[DATASET EXTRACT]:
┄┄┄┄┄┄┄┄┄┄
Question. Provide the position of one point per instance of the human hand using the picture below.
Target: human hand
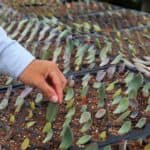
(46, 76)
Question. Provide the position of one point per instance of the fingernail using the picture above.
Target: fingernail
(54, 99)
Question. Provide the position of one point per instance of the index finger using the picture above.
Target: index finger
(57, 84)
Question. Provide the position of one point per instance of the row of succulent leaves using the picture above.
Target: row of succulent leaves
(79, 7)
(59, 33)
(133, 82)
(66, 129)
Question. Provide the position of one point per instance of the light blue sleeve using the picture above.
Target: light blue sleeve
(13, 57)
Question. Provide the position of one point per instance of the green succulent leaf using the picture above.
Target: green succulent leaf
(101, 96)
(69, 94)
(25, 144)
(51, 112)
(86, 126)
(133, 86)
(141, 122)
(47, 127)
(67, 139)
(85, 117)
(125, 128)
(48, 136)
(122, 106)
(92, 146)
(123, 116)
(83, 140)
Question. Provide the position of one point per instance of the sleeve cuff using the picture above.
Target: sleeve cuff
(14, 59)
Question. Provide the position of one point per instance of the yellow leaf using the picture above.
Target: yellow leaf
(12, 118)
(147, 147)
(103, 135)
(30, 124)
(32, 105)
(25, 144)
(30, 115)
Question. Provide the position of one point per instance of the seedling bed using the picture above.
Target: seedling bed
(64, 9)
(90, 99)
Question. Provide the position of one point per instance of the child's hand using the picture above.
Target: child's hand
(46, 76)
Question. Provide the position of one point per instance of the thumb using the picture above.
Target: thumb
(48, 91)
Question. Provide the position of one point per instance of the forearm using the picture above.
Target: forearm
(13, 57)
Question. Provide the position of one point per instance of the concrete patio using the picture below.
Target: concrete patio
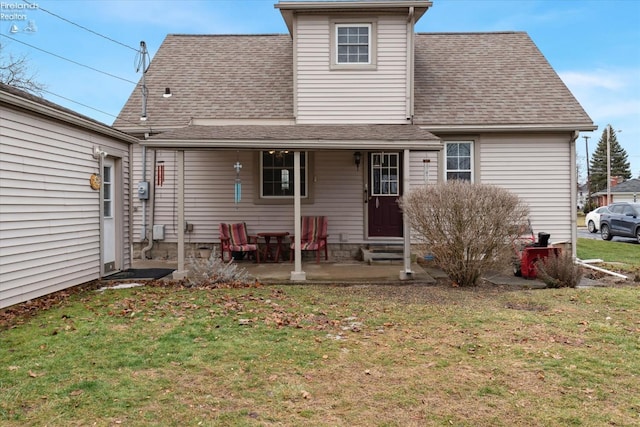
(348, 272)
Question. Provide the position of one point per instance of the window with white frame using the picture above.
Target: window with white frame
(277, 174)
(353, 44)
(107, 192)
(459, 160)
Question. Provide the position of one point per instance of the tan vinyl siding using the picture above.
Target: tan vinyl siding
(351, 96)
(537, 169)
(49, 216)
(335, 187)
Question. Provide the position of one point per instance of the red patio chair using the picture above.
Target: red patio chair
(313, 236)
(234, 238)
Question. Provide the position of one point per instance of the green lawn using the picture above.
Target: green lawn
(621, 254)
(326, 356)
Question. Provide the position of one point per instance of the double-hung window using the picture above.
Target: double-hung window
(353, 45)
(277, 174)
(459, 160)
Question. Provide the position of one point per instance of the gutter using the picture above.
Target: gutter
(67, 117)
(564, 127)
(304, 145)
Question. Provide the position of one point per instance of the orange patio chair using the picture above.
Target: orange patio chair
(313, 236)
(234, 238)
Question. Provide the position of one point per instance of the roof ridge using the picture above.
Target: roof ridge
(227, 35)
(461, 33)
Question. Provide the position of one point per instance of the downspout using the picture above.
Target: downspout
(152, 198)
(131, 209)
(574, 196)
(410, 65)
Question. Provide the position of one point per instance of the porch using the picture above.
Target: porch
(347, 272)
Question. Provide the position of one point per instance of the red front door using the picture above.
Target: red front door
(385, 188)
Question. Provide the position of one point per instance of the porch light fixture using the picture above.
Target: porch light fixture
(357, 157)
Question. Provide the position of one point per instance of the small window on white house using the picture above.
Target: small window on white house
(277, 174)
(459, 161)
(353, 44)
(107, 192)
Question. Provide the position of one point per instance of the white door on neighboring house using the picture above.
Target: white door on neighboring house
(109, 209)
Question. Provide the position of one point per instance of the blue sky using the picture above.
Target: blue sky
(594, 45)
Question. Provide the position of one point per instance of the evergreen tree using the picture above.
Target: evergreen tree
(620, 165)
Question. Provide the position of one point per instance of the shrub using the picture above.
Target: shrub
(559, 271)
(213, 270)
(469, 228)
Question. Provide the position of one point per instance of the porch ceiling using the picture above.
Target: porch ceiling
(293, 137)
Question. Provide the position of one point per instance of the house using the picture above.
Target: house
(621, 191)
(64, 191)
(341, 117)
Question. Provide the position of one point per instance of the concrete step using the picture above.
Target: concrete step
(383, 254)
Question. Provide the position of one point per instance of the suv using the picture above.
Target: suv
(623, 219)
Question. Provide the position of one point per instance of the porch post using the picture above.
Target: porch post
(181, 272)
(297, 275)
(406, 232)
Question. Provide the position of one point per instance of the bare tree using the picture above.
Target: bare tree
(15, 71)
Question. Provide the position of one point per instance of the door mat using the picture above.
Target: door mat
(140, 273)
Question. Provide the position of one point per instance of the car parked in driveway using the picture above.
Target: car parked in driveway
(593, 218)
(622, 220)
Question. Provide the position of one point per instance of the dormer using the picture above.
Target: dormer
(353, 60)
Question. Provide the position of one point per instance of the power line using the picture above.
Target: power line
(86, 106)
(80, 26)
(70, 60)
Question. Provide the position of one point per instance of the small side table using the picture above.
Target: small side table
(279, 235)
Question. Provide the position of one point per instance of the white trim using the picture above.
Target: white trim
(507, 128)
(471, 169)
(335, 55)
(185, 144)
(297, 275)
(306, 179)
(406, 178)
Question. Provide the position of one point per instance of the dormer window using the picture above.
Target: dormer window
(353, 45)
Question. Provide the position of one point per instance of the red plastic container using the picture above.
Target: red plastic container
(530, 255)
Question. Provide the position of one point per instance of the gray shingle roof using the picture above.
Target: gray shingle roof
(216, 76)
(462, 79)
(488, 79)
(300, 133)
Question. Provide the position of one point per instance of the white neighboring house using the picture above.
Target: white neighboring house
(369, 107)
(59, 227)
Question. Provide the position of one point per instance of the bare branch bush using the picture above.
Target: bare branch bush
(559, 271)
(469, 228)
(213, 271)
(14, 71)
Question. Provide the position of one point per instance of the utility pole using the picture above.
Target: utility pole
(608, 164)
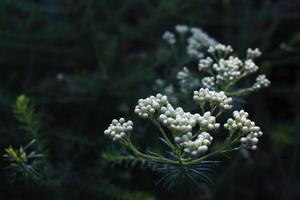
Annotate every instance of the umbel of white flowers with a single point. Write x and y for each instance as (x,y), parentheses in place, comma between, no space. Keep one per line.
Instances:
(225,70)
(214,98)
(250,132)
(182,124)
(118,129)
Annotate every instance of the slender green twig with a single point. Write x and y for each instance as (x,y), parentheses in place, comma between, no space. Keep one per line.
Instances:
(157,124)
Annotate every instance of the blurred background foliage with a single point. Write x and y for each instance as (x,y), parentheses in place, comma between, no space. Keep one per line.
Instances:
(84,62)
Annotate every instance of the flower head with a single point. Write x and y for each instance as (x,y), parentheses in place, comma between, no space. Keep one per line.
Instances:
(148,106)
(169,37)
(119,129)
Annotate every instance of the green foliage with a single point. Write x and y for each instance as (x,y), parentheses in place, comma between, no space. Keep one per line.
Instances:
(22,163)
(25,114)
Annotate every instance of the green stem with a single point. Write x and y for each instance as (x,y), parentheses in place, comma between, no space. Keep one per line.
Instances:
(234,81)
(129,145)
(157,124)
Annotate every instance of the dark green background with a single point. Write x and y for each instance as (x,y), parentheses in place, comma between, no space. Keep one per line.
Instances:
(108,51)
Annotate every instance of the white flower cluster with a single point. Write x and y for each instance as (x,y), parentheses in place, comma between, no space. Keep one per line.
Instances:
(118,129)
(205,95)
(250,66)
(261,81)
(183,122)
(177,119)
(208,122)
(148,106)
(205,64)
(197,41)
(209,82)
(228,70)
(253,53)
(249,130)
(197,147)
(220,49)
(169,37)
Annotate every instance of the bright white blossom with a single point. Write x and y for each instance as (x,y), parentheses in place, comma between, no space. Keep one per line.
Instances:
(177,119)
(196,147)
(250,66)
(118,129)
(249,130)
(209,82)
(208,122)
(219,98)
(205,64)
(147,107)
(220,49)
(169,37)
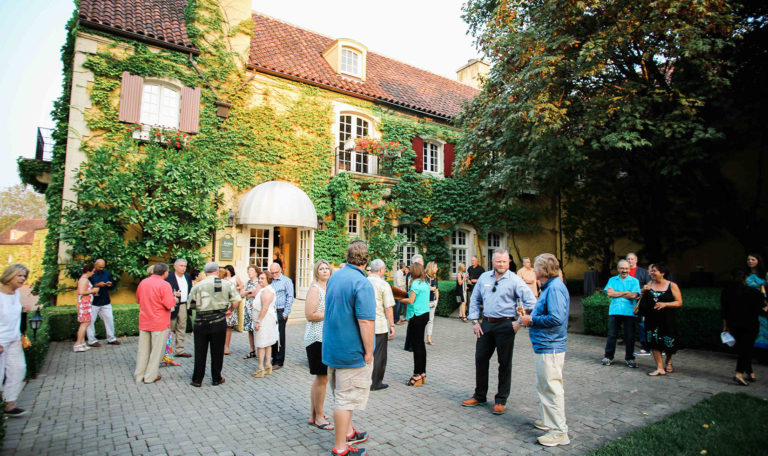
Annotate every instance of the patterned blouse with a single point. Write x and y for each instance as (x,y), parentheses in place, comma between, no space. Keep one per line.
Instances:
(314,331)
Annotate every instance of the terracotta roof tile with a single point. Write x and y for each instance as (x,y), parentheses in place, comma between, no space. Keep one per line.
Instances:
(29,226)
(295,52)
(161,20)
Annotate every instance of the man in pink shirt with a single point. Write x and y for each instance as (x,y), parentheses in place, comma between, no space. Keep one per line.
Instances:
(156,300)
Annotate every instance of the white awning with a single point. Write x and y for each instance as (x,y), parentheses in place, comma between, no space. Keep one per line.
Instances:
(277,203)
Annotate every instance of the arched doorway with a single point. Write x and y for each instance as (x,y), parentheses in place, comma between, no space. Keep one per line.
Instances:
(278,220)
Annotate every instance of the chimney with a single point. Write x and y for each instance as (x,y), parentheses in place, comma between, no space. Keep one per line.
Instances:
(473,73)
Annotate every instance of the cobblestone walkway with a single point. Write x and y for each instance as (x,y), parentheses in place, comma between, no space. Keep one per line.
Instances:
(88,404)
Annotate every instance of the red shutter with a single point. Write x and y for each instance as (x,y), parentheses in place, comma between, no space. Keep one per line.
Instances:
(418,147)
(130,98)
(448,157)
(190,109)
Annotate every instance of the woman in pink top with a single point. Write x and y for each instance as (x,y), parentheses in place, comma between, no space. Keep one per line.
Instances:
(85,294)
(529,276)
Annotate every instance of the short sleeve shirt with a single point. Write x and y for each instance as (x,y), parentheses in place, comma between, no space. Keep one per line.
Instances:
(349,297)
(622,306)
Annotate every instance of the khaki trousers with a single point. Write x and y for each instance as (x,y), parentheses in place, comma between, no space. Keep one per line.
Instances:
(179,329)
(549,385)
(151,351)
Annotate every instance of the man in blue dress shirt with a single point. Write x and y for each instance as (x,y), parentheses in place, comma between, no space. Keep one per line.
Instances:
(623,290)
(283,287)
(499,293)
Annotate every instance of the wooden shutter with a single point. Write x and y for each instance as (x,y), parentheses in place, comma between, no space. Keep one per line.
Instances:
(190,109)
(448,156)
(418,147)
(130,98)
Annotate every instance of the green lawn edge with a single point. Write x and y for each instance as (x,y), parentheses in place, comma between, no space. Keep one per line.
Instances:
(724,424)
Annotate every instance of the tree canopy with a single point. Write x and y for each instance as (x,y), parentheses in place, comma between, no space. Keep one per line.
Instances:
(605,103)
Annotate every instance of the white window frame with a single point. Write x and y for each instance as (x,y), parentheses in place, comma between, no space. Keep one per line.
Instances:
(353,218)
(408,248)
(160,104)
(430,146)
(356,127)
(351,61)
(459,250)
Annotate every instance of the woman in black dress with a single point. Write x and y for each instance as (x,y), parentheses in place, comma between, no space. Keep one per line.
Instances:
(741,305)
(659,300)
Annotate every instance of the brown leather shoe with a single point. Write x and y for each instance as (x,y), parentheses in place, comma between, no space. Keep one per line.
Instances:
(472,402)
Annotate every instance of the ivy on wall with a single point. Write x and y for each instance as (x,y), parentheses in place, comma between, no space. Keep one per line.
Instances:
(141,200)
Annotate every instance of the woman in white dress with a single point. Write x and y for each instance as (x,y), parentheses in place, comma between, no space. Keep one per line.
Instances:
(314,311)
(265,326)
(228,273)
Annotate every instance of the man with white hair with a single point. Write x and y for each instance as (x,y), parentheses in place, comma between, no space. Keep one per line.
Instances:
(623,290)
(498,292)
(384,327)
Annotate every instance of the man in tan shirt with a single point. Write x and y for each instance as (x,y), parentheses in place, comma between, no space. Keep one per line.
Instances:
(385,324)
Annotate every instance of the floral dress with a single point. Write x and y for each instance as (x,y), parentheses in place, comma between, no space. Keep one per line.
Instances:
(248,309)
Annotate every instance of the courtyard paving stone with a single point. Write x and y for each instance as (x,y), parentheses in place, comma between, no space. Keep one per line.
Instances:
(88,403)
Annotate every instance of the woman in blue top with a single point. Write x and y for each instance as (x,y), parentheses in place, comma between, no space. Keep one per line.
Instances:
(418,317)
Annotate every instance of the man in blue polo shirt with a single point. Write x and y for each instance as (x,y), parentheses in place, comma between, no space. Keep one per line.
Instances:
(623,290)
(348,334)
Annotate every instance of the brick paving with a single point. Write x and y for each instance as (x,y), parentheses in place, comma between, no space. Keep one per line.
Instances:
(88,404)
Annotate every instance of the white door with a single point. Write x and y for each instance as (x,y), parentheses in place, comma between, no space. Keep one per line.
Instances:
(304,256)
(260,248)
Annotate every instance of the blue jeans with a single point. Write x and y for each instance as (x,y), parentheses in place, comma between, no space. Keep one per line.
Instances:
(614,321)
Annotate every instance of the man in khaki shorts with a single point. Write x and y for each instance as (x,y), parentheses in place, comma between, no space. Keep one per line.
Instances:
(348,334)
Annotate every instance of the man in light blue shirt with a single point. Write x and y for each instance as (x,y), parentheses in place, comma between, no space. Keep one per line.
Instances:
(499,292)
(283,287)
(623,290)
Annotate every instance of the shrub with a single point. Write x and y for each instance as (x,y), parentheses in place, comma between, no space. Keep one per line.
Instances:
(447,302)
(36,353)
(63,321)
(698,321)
┄┄┄┄┄┄┄┄┄┄
[ACTIVITY]: Set down, unchanged, only those lines above that fall between the line with "Target: green succulent leaf" and the line with "yellow leaf using the picture above.", the two end lines included.

[TASK OUTPUT]:
Target: green succulent leaf
(101, 96)
(69, 94)
(25, 144)
(51, 112)
(86, 126)
(133, 86)
(141, 122)
(47, 127)
(67, 139)
(85, 117)
(125, 128)
(48, 136)
(122, 106)
(92, 146)
(123, 116)
(83, 140)
Question. Provide the position of one point per instance of the sleeve cuff using the picture above.
Target: sleeve cuff
(14, 59)
Question. Provide the position of one point per instance of the yellow leaf using the picture above.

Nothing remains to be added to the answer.